**SUPPLIED DATA**
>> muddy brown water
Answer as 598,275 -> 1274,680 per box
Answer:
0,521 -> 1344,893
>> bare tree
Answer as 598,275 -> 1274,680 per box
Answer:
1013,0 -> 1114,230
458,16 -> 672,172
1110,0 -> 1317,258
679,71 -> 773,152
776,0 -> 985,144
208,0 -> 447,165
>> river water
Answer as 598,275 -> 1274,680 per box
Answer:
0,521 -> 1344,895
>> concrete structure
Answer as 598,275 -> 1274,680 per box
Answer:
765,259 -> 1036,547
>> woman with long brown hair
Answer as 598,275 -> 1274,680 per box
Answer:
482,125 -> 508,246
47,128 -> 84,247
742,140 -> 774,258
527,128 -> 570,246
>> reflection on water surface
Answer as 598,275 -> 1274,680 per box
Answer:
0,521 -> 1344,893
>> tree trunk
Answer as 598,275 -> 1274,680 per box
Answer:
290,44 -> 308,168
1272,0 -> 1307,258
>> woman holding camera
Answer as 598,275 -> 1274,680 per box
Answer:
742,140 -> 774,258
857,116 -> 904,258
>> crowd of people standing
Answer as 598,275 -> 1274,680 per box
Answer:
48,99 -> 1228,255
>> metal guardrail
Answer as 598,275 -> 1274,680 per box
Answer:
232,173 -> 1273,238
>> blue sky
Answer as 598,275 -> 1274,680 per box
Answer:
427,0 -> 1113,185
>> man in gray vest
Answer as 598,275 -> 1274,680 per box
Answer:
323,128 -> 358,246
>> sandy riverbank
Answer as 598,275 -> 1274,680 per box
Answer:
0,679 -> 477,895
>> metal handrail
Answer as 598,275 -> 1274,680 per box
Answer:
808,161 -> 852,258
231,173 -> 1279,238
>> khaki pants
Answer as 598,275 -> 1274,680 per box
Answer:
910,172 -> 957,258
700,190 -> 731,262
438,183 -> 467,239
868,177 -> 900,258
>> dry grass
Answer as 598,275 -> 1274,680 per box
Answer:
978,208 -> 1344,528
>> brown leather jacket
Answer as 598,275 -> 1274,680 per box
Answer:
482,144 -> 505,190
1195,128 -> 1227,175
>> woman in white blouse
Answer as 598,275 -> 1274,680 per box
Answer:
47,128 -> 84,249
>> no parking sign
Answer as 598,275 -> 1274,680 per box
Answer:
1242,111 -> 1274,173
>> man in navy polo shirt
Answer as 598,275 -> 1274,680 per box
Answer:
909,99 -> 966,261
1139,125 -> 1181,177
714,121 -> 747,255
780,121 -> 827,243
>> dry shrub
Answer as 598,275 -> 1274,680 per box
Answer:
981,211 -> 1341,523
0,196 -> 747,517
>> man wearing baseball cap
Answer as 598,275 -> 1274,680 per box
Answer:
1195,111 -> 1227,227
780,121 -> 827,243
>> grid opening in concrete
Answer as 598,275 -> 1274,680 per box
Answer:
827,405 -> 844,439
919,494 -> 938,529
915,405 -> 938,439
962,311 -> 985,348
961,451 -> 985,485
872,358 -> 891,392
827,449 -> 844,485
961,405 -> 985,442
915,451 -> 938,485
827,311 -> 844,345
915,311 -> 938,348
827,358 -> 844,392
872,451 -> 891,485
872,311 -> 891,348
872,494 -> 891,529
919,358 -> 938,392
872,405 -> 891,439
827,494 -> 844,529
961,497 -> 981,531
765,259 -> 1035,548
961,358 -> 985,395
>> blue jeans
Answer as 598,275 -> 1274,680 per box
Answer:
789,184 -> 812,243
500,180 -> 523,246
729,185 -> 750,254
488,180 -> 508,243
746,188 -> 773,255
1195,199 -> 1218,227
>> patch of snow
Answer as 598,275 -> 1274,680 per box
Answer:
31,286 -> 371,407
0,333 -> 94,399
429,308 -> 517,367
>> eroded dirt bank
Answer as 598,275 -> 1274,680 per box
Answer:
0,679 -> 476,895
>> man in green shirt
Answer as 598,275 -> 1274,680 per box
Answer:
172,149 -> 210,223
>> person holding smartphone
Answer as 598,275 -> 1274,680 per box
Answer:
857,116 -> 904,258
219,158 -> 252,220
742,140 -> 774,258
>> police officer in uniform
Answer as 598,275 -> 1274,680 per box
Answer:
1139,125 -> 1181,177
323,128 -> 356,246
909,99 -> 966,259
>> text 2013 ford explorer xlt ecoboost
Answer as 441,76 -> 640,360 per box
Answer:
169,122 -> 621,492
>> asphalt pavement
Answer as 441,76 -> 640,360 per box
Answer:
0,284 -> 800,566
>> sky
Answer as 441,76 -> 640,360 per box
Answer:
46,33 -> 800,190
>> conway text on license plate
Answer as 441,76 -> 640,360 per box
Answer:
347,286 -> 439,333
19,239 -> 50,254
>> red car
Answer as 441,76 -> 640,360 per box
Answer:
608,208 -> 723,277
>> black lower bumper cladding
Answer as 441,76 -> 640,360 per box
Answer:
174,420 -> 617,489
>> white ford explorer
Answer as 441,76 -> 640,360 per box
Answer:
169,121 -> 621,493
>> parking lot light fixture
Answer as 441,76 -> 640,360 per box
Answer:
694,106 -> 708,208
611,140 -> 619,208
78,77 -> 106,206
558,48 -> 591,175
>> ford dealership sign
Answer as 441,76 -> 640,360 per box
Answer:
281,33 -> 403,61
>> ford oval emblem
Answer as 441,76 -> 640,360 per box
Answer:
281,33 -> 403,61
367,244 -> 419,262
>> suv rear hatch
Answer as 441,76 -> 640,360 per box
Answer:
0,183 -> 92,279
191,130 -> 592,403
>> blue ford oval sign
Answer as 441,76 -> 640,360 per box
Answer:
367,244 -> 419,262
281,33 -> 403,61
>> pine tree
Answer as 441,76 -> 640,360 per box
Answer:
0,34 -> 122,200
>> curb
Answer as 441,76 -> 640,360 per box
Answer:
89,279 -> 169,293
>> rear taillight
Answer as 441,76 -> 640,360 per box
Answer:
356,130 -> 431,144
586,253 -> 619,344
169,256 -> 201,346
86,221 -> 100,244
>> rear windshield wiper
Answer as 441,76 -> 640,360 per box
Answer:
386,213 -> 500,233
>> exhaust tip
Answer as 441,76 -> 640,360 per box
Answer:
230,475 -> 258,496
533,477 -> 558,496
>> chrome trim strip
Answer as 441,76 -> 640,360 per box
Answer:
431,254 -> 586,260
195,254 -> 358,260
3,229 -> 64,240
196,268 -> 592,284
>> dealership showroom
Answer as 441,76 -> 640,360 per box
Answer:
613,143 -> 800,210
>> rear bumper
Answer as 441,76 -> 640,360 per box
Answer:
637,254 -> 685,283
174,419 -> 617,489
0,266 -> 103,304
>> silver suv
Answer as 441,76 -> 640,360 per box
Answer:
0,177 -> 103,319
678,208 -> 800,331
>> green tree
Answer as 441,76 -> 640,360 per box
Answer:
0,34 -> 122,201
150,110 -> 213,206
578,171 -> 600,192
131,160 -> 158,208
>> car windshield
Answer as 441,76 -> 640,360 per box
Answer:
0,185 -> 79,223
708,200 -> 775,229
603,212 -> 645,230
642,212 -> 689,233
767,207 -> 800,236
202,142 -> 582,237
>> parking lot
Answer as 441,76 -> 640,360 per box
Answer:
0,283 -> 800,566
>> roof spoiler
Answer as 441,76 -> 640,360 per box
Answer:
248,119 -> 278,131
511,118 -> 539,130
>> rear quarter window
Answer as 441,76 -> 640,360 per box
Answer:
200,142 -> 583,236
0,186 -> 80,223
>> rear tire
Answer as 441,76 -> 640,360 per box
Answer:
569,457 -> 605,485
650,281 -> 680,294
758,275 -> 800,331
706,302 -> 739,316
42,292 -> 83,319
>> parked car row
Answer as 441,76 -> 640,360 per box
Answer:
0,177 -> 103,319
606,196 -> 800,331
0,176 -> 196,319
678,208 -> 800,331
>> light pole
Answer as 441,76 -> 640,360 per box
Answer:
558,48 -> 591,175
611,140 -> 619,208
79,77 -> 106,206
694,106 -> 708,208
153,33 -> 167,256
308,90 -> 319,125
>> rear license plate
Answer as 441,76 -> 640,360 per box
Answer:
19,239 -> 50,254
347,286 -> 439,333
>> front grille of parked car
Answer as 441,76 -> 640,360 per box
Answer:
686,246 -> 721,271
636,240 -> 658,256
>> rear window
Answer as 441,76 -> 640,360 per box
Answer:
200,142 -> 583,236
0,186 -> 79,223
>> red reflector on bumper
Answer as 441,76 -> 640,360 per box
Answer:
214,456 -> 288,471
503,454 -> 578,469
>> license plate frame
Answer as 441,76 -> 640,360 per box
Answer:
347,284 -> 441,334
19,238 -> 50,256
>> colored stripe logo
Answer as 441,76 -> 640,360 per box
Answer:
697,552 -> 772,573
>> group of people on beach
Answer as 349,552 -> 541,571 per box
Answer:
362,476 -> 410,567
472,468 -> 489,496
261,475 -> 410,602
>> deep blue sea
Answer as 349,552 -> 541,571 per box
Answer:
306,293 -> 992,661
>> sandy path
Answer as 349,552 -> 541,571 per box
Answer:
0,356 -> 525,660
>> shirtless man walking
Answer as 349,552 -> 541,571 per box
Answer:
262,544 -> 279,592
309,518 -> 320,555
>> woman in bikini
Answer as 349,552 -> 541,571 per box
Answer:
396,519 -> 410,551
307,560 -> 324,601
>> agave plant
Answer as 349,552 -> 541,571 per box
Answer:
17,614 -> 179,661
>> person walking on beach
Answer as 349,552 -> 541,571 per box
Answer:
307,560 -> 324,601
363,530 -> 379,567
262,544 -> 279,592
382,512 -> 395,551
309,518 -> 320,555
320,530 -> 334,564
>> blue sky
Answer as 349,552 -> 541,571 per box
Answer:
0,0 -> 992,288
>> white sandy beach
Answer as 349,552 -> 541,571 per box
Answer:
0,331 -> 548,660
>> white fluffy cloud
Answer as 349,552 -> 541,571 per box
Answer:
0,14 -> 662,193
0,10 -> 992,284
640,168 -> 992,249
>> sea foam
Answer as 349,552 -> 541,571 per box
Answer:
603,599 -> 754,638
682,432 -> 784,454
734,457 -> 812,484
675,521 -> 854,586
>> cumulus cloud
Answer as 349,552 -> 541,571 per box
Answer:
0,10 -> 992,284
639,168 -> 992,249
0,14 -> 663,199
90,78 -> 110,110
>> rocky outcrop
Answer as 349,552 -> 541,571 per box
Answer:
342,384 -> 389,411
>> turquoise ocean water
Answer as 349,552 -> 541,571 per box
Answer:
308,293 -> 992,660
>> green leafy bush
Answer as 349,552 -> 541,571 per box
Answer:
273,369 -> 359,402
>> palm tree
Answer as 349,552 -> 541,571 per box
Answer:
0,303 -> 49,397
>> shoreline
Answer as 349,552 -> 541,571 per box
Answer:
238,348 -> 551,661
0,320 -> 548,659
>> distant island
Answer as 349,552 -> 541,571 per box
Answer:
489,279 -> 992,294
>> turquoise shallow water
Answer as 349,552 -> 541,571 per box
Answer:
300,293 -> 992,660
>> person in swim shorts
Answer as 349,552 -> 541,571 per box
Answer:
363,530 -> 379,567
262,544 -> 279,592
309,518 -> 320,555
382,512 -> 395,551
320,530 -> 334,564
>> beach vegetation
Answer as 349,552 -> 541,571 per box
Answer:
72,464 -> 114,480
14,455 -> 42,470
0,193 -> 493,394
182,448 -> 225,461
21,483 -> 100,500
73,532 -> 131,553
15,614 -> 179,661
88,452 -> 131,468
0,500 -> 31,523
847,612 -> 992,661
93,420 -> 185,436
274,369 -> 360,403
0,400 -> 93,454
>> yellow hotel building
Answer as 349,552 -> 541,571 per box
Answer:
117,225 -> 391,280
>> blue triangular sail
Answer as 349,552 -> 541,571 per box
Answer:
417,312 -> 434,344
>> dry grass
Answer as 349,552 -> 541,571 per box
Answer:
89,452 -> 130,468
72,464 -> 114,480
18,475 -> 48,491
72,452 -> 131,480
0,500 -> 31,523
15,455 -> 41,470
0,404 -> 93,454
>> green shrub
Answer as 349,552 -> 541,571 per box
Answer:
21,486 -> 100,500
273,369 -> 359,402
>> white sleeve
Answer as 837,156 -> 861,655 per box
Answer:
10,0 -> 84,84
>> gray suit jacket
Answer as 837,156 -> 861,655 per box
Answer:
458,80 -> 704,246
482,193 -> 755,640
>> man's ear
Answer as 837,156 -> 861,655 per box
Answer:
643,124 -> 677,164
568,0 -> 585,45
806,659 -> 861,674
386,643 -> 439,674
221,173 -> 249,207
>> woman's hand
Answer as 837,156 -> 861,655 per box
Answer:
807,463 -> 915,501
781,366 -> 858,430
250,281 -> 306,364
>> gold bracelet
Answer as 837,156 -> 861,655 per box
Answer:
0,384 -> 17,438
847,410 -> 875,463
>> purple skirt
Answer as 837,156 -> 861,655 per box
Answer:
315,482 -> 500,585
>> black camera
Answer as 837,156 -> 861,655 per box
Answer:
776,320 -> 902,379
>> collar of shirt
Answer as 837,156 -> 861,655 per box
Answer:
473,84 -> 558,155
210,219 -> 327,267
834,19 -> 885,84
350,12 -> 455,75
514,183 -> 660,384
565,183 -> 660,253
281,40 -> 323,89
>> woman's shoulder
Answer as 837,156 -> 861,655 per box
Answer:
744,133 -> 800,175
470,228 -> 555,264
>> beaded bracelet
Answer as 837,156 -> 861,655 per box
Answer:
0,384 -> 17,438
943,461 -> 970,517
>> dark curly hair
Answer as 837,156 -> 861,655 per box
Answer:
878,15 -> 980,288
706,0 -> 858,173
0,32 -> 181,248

**EXERCISE DIRECTIONS**
Swap "smartphone" for "tablet" in the lines starting at the one containing "opening in concrete" and ending at the one containing "909,99 -> 966,259", changing nothing else. Give back only those lines.

**WRITTEN ANSWER**
>> grid opening in concrete
Answer as 598,275 -> 1274,680 per box
Answer:
827,405 -> 844,439
919,494 -> 938,529
915,405 -> 938,439
962,311 -> 985,348
961,451 -> 985,485
872,358 -> 891,392
827,449 -> 844,485
961,405 -> 985,442
915,451 -> 938,485
827,311 -> 844,345
915,311 -> 938,348
827,358 -> 844,392
872,451 -> 891,485
872,311 -> 891,348
872,494 -> 891,529
919,358 -> 938,392
872,405 -> 891,439
827,494 -> 844,529
961,497 -> 981,531
765,259 -> 1035,548
961,358 -> 985,395
>> blue jeans
Answer as 598,275 -> 1274,680 per box
Answer:
789,184 -> 812,243
500,180 -> 523,246
729,185 -> 750,254
488,180 -> 508,243
746,188 -> 773,255
1195,199 -> 1218,227
>> patch of snow
Answer as 598,275 -> 1274,680 per box
Answer:
31,286 -> 371,407
0,333 -> 94,399
429,308 -> 517,367
>> eroded dirt bank
Answer as 598,275 -> 1274,680 per box
Answer:
0,679 -> 476,895
>> man in green shirt
Answer as 598,275 -> 1274,680 per box
Answer:
172,149 -> 210,223
>> person holding tablet
Answer as 598,275 -> 1274,680 per box
Answer:
857,116 -> 904,258
219,158 -> 252,220
742,140 -> 774,258
>> police officer in uniform
Answer as 598,275 -> 1274,680 per box
Answer:
1139,125 -> 1181,177
323,128 -> 356,246
909,99 -> 966,259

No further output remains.